→ Selected extract
While focusing on W. G. Sebald in her chapter, Leslie Morris examines the idea of Jewish writing. The reception of Sebald, a non-Jewish German, in the English-speaking world reflects the cornerstones of perception of Jewish writing. "Jewish" themes like memory, movement, displacement, and transnationalism run through Sebald's texts; in all of them the "structure of narrative and translation" (p. 118) is central. This issue opens up the possibility of looking at Sebald through an assertion Pinto mentions early in the volume: that "Jewish people were people of Memory and not of History" (p. 23). This idea goes hand in hand with the issue of translation, or transmission, or the passing on of (Jewish) texts or traditions through generations, and the narratibility of life stories. Through the mixture of topics in his writing and his autobiography, Sebald engages with Jewish topics, even when he does not explicitly engage with Jews, which is what makes him appear Jewish. According to Morris, this apparent de-essentialization of the Jewish condition opens up a new space to discuss what being Jewish means.

→ Written task a
Count the lines in the entries below that contain the string "every", and give only the number.

→ Information provided
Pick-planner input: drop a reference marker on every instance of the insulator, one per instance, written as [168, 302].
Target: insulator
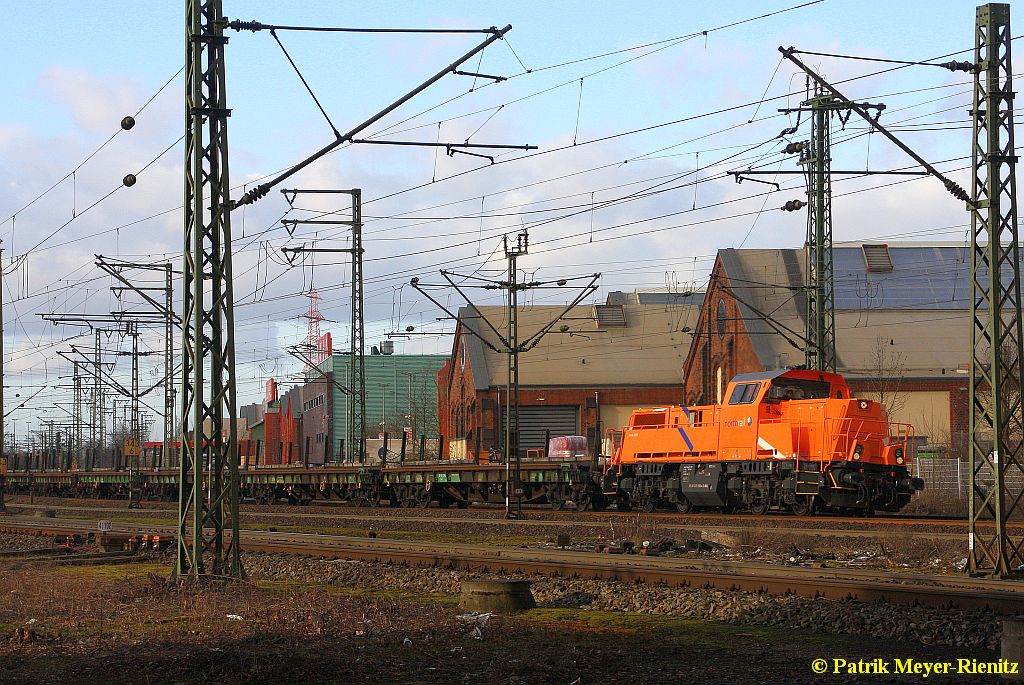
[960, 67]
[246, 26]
---
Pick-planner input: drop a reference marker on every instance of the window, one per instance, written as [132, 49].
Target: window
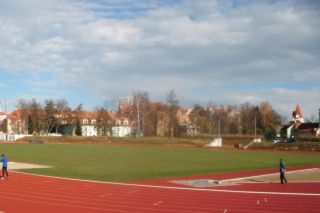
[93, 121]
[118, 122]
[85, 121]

→ Written task b
Extend the passage about Sebald and Jewish writing with the next part.

→ Right answer a
2

→ Right answer b
The final section of the volume engages with the largest segment of Jews in current Germany: Jews from the former Soviet Union. The first chapter in this section comes from Judith Kessler, who has been conducting long-term research on members of this group in Berlin. Kessler highlights the various problems of their integration into the existing community: first, the strong attachment of the incomers to the former Soviet Union; then, the issue that "the typical Jewish Soviet immigrant of the 1990s is apolitical, secularized, and Western orientated" (p. 133). Furthermore, incomers place specific expectations on the Jewish community in Germany, and maintain particular ways of going about business. Members of the former German-Polish majority also deal with specific problems: questions about why Jews would immigrate to the country of the former murderers; the failure of the newcomers to relate to their memories of the Shoah; and the matter of how this comparatively tiny group, already uneasy about being in Germany, should integrate the vast numbers of the newcomers. Kessler concludes that time is the decisive factor for the two groups to become active assets in Pinto's European Jewish space and constitute a new German Jewry.
The chapter by Julius Schoeps and Olaf Glöckner echoes Kessler's findings. They too speak of "integration issues" (p. 147) among post-Soviet Jews in Germany. Unlike Kessler, Schoeps and Glöckner use national data, which highlight that problems with the integration of the newcomers are not restricted to a single community. The immigrants suffer overarching problems such as high unemployment, low identification with their host country, and limited contact with native-born Germans. Yet, the authors suggest that not all is doom and gloom. These problems are primarily prevalent among the middle-aged and elderly, while the younger generation shows high levels of integration and the willingness to achieve an advanced education. Schopes and Glöckner conclude that, in the long run, the Russian-speaking Jews will integrate successfully into German society, and take over leading positions in increasingly heterogeneous Jewish communities and organizations, too.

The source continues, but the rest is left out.